[Stored material]
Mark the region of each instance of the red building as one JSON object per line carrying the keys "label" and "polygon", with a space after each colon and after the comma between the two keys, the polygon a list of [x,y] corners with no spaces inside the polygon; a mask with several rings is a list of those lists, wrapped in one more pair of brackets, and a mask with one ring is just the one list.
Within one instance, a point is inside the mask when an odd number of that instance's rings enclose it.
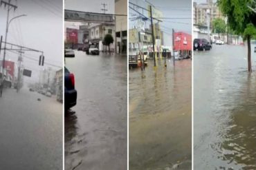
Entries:
{"label": "red building", "polygon": [[73,28],[66,28],[66,42],[73,44],[78,43],[78,30]]}
{"label": "red building", "polygon": [[174,32],[174,49],[181,54],[191,54],[192,36],[183,32]]}
{"label": "red building", "polygon": [[[0,63],[2,63],[2,61],[1,61]],[[12,78],[15,76],[15,63],[13,61],[5,61],[4,62],[4,68]]]}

# [Work to be completed]
Reproduce the material above with "instance" changed to "occurrence" throughout, leaving everything else unchanged and omitting the pictures.

# [The solution]
Mark the region of each occurrence of the red building as one JSON object per line carrying the keys "label" and "polygon", with a space after each colon and after the comma between the two keys, the polygon a list of [x,y] corners with no spaces inside the polygon; a mask with several rings is a list of those lists, wrapped in one more pair of brackets, and a mask with one ring is just the one list.
Within one occurrence, a point is inside the mask when an odd number of that occurrence's rings enclose it.
Entries:
{"label": "red building", "polygon": [[73,28],[66,28],[66,42],[73,44],[78,43],[78,30]]}
{"label": "red building", "polygon": [[174,32],[174,49],[181,54],[191,54],[192,36],[183,32]]}
{"label": "red building", "polygon": [[[0,63],[2,63],[2,61],[1,61]],[[12,78],[15,76],[15,63],[13,61],[5,61],[4,62],[4,68]]]}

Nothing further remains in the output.